:: Data shown

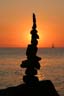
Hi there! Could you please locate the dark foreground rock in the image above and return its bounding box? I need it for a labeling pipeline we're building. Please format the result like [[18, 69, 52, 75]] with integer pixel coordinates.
[[0, 80, 59, 96]]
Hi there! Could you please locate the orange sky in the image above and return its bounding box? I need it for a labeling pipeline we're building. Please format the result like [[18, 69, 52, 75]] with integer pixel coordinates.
[[0, 0, 64, 47]]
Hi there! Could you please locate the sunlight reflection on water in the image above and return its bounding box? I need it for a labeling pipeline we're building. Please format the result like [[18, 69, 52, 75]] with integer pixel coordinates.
[[0, 49, 64, 96]]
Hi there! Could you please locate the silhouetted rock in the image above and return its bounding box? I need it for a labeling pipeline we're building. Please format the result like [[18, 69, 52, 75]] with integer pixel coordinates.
[[20, 14, 41, 86], [0, 14, 59, 96], [0, 80, 59, 96]]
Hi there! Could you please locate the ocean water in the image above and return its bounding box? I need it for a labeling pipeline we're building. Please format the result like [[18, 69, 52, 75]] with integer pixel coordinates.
[[0, 48, 64, 96]]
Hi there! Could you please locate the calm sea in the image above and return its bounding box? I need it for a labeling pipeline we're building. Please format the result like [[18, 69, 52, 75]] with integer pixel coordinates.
[[0, 48, 64, 96]]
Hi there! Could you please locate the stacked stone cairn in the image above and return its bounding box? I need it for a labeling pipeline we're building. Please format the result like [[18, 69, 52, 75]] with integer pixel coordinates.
[[20, 13, 41, 86]]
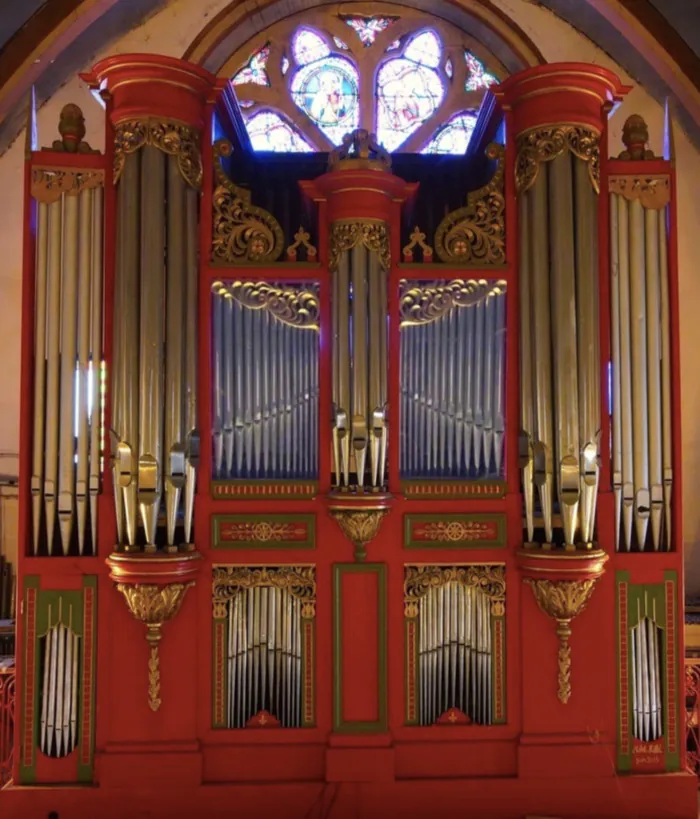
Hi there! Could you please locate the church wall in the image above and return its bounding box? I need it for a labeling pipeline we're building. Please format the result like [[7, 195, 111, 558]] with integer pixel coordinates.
[[0, 0, 700, 593]]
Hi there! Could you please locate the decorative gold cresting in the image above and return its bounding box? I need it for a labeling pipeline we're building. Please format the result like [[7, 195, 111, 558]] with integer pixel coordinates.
[[435, 143, 506, 265], [329, 219, 391, 270], [515, 125, 600, 194], [117, 583, 194, 711], [608, 174, 671, 210], [211, 139, 284, 264], [31, 165, 105, 205], [212, 566, 316, 620], [114, 117, 202, 190], [211, 281, 320, 330], [403, 564, 506, 619], [42, 102, 99, 154], [328, 128, 391, 171], [524, 577, 598, 703], [330, 506, 389, 562], [399, 279, 506, 327]]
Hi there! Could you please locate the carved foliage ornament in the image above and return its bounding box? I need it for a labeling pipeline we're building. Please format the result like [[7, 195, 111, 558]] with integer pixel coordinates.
[[212, 139, 284, 264], [403, 565, 506, 618], [515, 125, 600, 194], [330, 221, 391, 270], [114, 118, 202, 190], [31, 165, 104, 205], [212, 566, 316, 620], [212, 281, 320, 330], [435, 143, 506, 264], [399, 279, 506, 327]]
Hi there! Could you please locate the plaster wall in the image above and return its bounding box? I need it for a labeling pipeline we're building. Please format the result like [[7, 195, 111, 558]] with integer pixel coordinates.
[[0, 0, 700, 593]]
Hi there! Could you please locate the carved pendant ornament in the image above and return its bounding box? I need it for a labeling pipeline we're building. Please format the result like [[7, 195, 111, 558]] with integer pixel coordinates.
[[329, 220, 391, 270], [435, 143, 506, 265], [212, 139, 284, 264], [114, 118, 202, 190], [515, 125, 600, 194]]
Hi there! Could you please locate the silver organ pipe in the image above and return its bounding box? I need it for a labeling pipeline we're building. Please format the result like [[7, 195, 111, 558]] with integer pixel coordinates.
[[39, 601, 81, 758], [610, 192, 673, 552], [399, 280, 506, 479], [112, 144, 199, 551], [417, 580, 493, 725], [212, 281, 319, 480], [31, 182, 103, 555]]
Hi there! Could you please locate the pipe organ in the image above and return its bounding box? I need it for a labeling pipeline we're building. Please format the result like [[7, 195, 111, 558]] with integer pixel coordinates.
[[9, 56, 697, 819]]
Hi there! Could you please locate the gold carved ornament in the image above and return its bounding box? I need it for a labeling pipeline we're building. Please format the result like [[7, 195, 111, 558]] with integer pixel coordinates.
[[212, 281, 320, 330], [330, 506, 389, 561], [212, 139, 284, 264], [525, 577, 597, 704], [399, 279, 506, 327], [114, 117, 202, 190], [403, 565, 506, 619], [515, 125, 600, 194], [117, 583, 194, 711], [435, 143, 506, 264], [31, 165, 105, 205], [212, 566, 316, 620], [329, 220, 391, 270]]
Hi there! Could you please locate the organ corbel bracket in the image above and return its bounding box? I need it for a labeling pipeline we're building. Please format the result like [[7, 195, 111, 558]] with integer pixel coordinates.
[[435, 143, 506, 265], [608, 174, 671, 210], [211, 139, 284, 264], [114, 117, 202, 190], [117, 582, 194, 711], [515, 125, 600, 194], [31, 165, 104, 205]]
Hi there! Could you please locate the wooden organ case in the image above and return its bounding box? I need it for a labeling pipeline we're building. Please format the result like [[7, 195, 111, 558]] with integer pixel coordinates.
[[0, 55, 697, 819]]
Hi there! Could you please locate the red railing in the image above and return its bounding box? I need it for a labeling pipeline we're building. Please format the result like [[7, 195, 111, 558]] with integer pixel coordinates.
[[0, 669, 15, 788]]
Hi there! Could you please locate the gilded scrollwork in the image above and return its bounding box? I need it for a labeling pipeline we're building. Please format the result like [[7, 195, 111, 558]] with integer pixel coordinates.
[[212, 139, 284, 264], [329, 220, 391, 270], [114, 117, 202, 189], [212, 281, 320, 330], [212, 566, 316, 620], [404, 565, 506, 618], [515, 125, 600, 194], [399, 279, 506, 327], [608, 174, 671, 210], [31, 165, 104, 205], [435, 143, 506, 265]]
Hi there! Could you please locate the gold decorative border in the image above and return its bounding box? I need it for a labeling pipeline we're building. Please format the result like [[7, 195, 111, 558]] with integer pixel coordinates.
[[114, 117, 202, 190], [515, 125, 600, 194], [435, 143, 506, 265], [211, 139, 284, 264]]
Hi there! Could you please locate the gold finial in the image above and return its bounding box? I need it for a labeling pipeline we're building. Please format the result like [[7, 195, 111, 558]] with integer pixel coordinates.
[[328, 128, 391, 171]]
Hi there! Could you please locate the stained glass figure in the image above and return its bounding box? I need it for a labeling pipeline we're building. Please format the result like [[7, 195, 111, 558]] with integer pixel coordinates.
[[377, 31, 445, 151], [341, 17, 399, 48], [421, 111, 476, 154], [291, 57, 359, 145], [231, 43, 270, 85], [292, 28, 331, 65], [246, 111, 314, 154], [464, 51, 498, 91]]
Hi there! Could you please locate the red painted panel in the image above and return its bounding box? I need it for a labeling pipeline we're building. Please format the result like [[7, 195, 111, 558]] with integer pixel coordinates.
[[341, 572, 379, 722]]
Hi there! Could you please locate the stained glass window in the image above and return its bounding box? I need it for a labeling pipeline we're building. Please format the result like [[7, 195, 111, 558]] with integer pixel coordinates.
[[231, 43, 270, 85], [343, 17, 398, 48], [247, 111, 313, 153], [464, 51, 498, 91], [421, 111, 476, 154]]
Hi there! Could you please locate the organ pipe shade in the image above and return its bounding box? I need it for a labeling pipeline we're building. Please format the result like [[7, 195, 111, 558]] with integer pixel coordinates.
[[610, 193, 673, 551], [519, 153, 600, 544], [31, 187, 103, 555], [400, 280, 506, 479], [211, 282, 319, 480], [112, 151, 199, 551]]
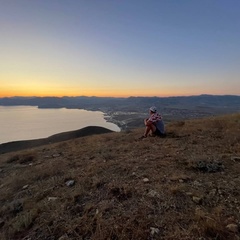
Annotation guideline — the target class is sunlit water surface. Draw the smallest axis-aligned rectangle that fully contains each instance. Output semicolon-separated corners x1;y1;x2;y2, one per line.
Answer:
0;106;120;144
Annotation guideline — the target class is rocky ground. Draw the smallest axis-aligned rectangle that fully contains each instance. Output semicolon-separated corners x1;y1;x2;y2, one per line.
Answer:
0;114;240;240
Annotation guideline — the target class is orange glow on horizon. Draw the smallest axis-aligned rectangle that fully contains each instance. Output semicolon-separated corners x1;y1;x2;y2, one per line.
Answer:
0;90;187;98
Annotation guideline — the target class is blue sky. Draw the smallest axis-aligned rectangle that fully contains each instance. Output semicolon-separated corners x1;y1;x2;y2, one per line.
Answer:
0;0;240;97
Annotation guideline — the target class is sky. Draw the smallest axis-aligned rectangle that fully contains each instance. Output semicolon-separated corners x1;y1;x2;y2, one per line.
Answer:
0;0;240;97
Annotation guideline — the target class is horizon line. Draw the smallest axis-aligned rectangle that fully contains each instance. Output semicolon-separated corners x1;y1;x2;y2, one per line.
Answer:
0;93;240;98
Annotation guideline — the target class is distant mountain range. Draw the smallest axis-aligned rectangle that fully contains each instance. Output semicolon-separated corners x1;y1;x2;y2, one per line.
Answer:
0;94;240;112
0;94;240;130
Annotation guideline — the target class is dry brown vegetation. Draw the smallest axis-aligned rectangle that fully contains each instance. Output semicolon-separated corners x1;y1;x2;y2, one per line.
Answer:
0;114;240;240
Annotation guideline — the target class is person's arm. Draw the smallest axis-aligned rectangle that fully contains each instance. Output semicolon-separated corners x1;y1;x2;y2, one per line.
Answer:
144;118;152;126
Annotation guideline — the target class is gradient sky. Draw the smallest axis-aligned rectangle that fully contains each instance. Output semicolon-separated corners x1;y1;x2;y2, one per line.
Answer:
0;0;240;97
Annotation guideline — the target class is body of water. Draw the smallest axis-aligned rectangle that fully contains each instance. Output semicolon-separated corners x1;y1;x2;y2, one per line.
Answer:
0;106;120;144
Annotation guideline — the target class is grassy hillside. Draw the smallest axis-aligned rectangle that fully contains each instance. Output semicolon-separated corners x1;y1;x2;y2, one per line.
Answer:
0;114;240;240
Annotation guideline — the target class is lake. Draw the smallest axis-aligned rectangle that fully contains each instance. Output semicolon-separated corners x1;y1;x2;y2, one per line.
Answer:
0;106;120;144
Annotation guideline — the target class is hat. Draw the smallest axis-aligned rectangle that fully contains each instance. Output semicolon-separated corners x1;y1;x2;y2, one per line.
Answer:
149;106;157;113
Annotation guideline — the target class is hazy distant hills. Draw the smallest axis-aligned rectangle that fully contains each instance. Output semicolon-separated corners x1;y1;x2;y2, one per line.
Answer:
0;94;240;129
0;95;240;112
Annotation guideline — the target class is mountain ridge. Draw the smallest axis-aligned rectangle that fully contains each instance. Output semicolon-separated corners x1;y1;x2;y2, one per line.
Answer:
0;114;240;240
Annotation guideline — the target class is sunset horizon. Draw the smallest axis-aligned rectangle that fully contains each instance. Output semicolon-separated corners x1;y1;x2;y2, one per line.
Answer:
0;0;240;97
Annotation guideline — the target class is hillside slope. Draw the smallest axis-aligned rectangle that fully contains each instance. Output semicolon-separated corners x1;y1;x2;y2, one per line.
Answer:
0;114;240;240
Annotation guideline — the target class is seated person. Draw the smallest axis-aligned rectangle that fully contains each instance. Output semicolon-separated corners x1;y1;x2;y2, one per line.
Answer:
141;106;166;139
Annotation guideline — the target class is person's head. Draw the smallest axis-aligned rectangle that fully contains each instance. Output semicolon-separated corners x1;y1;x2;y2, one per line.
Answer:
149;106;157;113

::::

● The problem
Starting at the beginning of the items and ending at the line that contains "[[0, 0, 64, 47]]", reproduce every line with the requests included and the pictures left out. Shift each bounding-box coordinate in the answers by -136.

● The solution
Hi there! Could you please locate the dark foreground rock in the image above and return its bounding box? I need it for a labeling pipeline we're building. Please format the result like [[18, 69, 52, 75]] with integer pixel coordinates.
[[-136, -56, -77, -40]]
Hi there! Could you please locate the orange sky in the image above and return its bounding box? I need it for a labeling pipeline we're building. Please format the result like [[18, 69, 52, 75]] with integer pixel coordinates.
[[-136, -136, -72, -89]]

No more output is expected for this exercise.